Region labeling records:
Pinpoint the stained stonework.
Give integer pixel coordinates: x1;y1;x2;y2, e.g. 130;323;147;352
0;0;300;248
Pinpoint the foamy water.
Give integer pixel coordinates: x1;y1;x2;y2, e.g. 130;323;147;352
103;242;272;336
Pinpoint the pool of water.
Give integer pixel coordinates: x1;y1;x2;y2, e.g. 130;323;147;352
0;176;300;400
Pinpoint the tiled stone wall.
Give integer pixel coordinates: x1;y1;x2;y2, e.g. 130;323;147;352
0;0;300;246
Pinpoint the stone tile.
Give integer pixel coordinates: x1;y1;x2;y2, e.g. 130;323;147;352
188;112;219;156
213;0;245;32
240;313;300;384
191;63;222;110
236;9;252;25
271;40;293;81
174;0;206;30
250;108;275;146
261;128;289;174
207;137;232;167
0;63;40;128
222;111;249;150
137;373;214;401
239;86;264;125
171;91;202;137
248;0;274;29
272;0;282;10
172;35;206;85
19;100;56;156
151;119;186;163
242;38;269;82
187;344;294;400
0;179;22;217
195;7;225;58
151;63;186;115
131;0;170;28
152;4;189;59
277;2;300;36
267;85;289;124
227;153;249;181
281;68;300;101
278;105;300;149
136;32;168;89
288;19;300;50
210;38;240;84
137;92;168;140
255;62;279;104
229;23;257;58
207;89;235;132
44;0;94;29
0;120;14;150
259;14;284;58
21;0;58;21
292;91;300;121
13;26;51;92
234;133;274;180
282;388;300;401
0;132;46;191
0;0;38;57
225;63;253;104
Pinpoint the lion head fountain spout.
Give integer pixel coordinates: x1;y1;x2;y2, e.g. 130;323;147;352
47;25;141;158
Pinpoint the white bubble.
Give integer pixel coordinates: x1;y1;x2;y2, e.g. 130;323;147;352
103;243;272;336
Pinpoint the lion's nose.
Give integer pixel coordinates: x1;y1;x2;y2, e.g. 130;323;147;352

What is being asked:
Output all of the data above, line for line, with nothing changed.

Written answer:
Pinpoint the stained stonework.
Give integer pixel coordinates: x1;y1;x2;y2, e.g. 130;323;147;352
0;0;300;248
Pinpoint the foamy water.
Give integer pixel coordinates: x1;y1;x2;y2, e.g. 130;323;147;352
103;242;272;336
Pinpoint the pool of water.
Give integer pixel coordinates: x1;y1;x2;y2, e.g. 130;323;147;352
0;176;300;400
Pinpoint the tiled stone wall.
Give integer pixel coordinates: x1;y1;x2;y2, e.g. 130;323;147;352
0;0;300;246
Pinpoint the stone tile.
Give integer pixel coordinates: x1;y1;x2;y2, e.g. 130;323;147;352
188;112;219;156
213;0;245;32
240;313;300;384
191;63;222;110
236;9;252;25
271;40;293;81
174;0;206;30
250;108;275;146
261;128;289;174
207;137;232;167
0;63;40;128
222;111;249;150
137;373;214;401
239;86;264;125
171;91;202;137
248;0;274;29
272;0;282;10
172;35;206;85
19;100;56;156
151;119;186;163
242;38;269;82
187;344;294;400
0;179;22;217
195;7;225;58
151;63;186;115
131;0;170;28
152;4;189;59
277;2;300;36
267;85;289;124
227;153;249;181
281;68;300;101
278;105;300;149
136;32;168;89
288;19;300;50
210;38;240;84
137;92;168;140
255;62;279;104
229;23;257;58
207;89;235;132
44;0;94;29
0;120;14;150
259;14;284;58
21;0;58;21
292;91;300;121
13;26;51;92
234;133;274;180
282;388;300;401
0;132;46;191
0;0;38;57
225;63;253;104
Pinpoint the lion head fountain spout.
Give integer pixel coordinates: x1;y1;x2;y2, e.g. 130;323;147;352
47;25;141;158
Pinpoint the white bubble.
Give integer pixel coordinates: x1;y1;x2;y2, e.g. 130;323;147;352
103;243;272;336
Pinpoint the lion's nose.
Give integer pixel coordinates: x1;y1;x2;y2, e.g. 130;323;147;352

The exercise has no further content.